DOCUMENT EXTRACT »
▼
I am only on page 60 roughly, and as of right now I don't know how the man dares to show his face in public, the have hard FACTS in the book on how Kerry as lied to us all. Oh by the way, which one of the candidates has signed form 180?


----------



## Bowhuntinfool (Aug 31, 2004)

What is form 180?


----------



## Bobm (Aug 26, 2003)

It is the military form that allows the records to be made public. Kerry will not send one for 33 pages of his records related to his "purple hearts". It doesn't take a brainsurgeon to figure out why.


----------



## BigDaddy (Mar 4, 2002)

Most folks know my political leanings, but even I have to say that going ahead with this story without validating the information and source of information was irresponsible on CBS's part and poor journalism. They hurt their credibility with this one.


----------



## mr.trooper (Aug 3, 2004)

Why are people suprised that Democratic Corporate entities are willing twist facts to support the democratic canidate?


----------



## Militant_Tiger (Feb 23, 2004)

You know it has been stated that these were released by the republicans to trip up CBS and make their reporting on the election not reputable from here on out.


----------



## Ron Gilmore (Jan 7, 2003)

It was not reputable before so they had nothing to lose! :rollin:


----------



## racer66 (Oct 6, 2003)

Yep, it was the Repubs, you guys caught us, bunch a whackos, I pray to God that we don't, end up with you dingalings in power. Besides it is up to them to check there sources and make sure that the info is right. WOW
this is a new low.


----------



## Bobm (Aug 26, 2003)

It's CBS News again. Seriously, these people have not a shred of journalistic integrity left.
▲
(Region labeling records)
▼
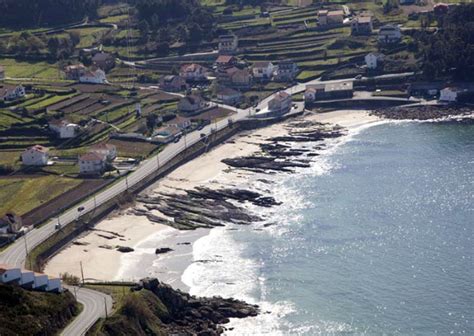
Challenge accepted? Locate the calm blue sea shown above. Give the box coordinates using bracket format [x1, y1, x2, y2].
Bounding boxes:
[183, 122, 474, 335]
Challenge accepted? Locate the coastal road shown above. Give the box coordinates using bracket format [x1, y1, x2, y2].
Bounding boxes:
[60, 286, 113, 336]
[0, 70, 412, 330]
▲
AIM 1 » Express the region labeling records as a two-column CSV with the headers input and output, one row for each piece of text and the box coordinates answering it, with each field quoted and line breaks replaced by spaces. Leave the pictures out.
AIM 2 » Please write the next part of the forum thread about Kerry and the CBS story.
The text and the records have no connection to each other.

WRITTEN REPLY 1 »
input,output
"Challenge accepted? Locate the calm blue sea shown above. Give the box coordinates using bracket format [x1, y1, x2, y2]. Bounding boxes:","[183, 122, 474, 335]"
"Challenge accepted? Locate the coastal road shown above. Give the box coordinates using bracket format [x1, y1, x2, y2]. Bounding boxes:","[60, 286, 113, 336] [0, 70, 412, 330]"

WRITTEN REPLY 2 »
For the last week or so there has been an email racing through millions of computers claiming that George Bush is ready to crank up the military draft as soon as the election is over. CBS found some woman named Beverly Cocco who said that she was petrified that her sons would be forced into the service after she got the email saying that the draft was pending. CBS identified Ms. Cocco as an "ordinary housewife."

OK ... what didn't CBS tell you?

CBS didn't mention in the story that Ms. Cocco was not, in fact, an ordinary housewife. She was the president of an organization called "Parents Against the Draft." 
CBS didn't mention in the story that the Selective Service had declared that there was no plan to reinstitute the Draft and that the emails were proven to be bogus. 
Now you would think that if you're going to do a story about parent's fears that the draft may be reinstituted, you would want to identify a person profiled in the story as an anti-draft activist, and you would want to give the Selective Service side of the story. But noooooooooo.

Now ... listen to this. CBS is defending the story and the way they reported it. The CBS reporter, Richard Schlesinger, said that whether or not the emails were true was "almost beside the point." The CBS producer for the story told a writer that *"the truth of the emails was absolutely irrelevant"*  :eyeroll: to the story.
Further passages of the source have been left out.